Going dark is a gift to your competitors


Going dark on media sometimes gets framed as financial discipline, when really, it's a donation to your competitors.


When a brand pulls back because of budget pressure, post-season fatigue, or new leadership it instantly loses share of voice. More importantly, it hands competitors a cleaner media environment, lower CPMs, and an audience all to themselves.


Research from WARC confirms what we've seen firsthand:

Regaining market share and brand equity after going dark is more costly and difficult than maintaining them with even modest investment.

We've lived through this with a CPG client that came off a record-breaking sales season and then went dark for five months. During that window, consumer price sensitivity increased and competitors moved in. When the client resurfaced, it had lost 26% of annual revenue.


Case study poster with runners on a bridge and headline: Media Planning Is a Marathon, Not a Sprint.

Brand awareness and consideration were still intact — but last-touch conversion had collapsed because consumers could no longer differentiate this brand from a cheaper competitor.


The instinct to pause often comes from treating advertising as a cost to cut rather than an investment to protect.

+ + + + +

▸ **Tasks to complete**:
A – Set down the stretch of the excerpt on going dark from "We've lived through" through "of annual revenue.".
B – Write the next part of the excerpt on going dark, picking up right after its final sentence.

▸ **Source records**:
+ + + + +

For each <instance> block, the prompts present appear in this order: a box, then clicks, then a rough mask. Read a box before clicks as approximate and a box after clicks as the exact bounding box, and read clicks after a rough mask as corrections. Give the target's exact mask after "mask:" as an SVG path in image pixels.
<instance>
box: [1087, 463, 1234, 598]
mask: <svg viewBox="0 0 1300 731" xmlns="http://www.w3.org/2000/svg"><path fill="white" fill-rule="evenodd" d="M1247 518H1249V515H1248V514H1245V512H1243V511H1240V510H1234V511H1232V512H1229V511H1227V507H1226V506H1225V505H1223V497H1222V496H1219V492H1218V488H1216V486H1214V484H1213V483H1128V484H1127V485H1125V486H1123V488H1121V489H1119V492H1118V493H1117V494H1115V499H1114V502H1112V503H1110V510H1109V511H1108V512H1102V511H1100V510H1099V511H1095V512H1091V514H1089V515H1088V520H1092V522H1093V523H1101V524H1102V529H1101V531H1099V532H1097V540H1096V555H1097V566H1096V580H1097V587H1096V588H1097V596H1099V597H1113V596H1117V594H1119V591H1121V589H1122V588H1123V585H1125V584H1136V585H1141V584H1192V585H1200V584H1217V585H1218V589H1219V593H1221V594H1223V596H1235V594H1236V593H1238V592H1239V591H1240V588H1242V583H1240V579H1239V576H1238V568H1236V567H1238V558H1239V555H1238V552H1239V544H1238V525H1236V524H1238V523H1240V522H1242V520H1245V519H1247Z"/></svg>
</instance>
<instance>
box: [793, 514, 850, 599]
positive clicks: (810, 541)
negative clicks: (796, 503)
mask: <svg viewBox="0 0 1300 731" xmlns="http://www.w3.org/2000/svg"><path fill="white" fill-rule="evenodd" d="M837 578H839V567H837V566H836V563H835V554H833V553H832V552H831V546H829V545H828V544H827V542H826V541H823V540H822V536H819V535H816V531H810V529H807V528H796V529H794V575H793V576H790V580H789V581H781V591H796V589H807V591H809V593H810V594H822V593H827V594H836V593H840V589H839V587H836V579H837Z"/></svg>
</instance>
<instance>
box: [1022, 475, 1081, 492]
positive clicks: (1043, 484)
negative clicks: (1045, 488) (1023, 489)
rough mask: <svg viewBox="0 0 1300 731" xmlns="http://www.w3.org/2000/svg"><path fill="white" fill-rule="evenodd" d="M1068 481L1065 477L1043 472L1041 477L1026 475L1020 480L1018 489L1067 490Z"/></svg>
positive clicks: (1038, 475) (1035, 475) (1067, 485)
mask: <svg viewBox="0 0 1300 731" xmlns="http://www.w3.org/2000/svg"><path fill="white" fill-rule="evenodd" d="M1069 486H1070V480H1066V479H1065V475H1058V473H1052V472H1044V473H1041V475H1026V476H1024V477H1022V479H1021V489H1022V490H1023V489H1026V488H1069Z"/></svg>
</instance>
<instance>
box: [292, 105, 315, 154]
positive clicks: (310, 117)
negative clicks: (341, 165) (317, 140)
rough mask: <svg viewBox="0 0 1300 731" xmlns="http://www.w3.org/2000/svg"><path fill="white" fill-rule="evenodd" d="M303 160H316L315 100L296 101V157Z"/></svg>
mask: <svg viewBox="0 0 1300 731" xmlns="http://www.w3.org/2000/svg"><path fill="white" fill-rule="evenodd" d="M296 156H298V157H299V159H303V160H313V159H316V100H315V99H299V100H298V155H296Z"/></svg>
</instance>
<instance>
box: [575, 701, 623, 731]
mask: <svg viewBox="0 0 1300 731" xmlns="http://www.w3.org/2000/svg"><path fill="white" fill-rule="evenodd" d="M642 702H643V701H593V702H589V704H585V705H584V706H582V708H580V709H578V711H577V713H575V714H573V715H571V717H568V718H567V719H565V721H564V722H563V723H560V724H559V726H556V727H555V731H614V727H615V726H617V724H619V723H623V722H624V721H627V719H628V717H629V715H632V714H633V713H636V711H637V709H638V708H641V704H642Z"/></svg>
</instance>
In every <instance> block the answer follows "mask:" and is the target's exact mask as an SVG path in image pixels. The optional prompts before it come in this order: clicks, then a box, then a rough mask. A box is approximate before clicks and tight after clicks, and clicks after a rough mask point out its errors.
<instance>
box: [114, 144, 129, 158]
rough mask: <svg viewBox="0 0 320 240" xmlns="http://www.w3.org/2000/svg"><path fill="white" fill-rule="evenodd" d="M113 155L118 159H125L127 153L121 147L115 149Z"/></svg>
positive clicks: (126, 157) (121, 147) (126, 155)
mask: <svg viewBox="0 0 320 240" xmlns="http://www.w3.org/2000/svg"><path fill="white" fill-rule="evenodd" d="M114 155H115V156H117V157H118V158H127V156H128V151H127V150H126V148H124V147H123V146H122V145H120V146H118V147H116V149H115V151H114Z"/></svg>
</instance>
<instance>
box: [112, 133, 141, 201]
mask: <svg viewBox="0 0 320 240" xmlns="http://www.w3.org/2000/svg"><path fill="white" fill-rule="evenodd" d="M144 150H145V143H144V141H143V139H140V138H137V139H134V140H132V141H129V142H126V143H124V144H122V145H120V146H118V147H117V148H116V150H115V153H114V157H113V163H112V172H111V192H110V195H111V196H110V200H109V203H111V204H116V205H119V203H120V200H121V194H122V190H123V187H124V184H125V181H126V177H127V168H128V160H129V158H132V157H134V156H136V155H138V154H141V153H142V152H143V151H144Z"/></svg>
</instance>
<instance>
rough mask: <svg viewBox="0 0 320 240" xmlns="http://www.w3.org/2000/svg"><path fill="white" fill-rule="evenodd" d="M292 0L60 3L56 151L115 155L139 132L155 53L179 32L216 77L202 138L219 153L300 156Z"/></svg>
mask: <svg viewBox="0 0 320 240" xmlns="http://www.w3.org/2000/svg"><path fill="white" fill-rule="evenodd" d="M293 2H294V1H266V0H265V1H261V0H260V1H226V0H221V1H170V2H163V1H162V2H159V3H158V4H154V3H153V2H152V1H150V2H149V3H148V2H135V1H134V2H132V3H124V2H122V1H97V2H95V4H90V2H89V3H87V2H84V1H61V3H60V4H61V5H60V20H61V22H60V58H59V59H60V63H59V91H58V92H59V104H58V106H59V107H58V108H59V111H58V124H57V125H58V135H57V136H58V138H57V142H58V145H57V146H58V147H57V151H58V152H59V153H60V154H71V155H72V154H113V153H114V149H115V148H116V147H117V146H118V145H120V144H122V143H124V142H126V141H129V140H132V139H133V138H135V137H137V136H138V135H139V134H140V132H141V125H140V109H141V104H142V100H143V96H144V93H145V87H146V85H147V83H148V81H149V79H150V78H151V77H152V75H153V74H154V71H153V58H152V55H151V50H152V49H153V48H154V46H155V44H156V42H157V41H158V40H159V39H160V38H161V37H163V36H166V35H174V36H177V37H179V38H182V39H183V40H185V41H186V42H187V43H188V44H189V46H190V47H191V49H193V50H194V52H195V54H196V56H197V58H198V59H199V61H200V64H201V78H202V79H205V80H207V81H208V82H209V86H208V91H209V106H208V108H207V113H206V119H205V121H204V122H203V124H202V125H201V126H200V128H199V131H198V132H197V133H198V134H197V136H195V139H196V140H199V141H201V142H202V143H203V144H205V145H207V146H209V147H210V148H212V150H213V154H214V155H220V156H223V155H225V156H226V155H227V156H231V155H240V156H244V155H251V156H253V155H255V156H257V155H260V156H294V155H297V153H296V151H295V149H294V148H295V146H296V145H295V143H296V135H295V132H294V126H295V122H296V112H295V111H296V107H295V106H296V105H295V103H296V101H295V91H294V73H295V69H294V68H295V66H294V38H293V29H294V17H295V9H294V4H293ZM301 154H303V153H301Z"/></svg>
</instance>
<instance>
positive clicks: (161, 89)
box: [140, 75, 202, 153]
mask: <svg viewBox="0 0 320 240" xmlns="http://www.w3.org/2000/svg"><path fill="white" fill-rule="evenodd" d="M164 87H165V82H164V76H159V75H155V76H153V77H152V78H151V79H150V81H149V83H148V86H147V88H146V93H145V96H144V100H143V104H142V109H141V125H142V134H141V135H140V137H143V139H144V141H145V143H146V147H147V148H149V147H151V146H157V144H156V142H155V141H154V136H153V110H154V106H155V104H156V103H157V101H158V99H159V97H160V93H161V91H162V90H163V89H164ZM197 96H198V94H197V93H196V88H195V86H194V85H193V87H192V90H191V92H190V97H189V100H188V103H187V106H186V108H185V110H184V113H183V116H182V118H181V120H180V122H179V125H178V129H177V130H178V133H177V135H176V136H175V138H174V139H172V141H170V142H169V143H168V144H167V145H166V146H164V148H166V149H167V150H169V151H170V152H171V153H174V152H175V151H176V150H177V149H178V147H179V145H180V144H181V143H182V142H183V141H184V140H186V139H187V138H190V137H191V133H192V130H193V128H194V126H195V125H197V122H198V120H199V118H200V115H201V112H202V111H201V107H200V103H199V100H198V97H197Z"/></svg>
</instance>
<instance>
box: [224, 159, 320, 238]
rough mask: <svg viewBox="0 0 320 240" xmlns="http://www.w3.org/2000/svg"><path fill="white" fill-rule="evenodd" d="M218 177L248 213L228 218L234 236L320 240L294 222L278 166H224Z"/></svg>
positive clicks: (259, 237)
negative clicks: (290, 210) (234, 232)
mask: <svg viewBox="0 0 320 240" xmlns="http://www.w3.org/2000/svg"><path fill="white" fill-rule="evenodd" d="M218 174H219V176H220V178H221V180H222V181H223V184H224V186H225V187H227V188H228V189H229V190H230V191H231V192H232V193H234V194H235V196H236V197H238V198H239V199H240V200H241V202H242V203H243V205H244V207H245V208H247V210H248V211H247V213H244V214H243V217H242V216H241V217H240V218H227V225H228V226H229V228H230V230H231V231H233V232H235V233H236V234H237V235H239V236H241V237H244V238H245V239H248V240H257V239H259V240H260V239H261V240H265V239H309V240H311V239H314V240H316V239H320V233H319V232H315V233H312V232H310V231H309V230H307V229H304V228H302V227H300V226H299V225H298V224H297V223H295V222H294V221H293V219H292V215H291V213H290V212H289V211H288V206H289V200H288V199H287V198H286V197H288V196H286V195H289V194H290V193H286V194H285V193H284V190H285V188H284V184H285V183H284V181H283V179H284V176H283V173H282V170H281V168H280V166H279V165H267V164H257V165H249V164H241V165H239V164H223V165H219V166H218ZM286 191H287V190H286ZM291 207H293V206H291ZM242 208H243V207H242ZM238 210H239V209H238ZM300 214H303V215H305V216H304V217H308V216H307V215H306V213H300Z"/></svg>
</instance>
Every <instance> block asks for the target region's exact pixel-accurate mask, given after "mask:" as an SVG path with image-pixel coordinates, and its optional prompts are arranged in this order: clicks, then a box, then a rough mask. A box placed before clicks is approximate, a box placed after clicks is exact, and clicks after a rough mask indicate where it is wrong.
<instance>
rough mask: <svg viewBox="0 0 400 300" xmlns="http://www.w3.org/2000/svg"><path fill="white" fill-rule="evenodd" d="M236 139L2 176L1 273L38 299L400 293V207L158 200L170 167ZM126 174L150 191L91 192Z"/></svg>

+ + + + +

▸ **Answers to the tasks**:
A –
We've lived through this with a CPG client that came off a record-breaking sales season and then went dark for five months. During that window, consumer price sensitivity increased and competitors moved in. When the client resurfaced, it had lost 26% of annual revenue.

B –
And there's a second, quieter risk: leaning into short-term promotions to hit profit targets while dark on media trains consumers to wait for a discount, weakening brand value even as it appears to stabilize revenue.


Even for brands with genuinely seasonal products, the right move is to define the minimum-presence threshold that keeps your brand in the game while competitors fund their own recovery later.

BRAND POSITIONING ACTION ITEMS

Know your moat before you need it. Audit your retail presence, search share, and audience segments now. When competitive pressure spikes, you need to know where you're strong before you're forced to defend it.

When budget cuts are unavoidable, protect brand spend first. Performance spend has nowhere to perform without it.

Monitor SOV during slow spend periods. If your share is dropping while competitors' grows, the cost of the cutback is already showing up in the data.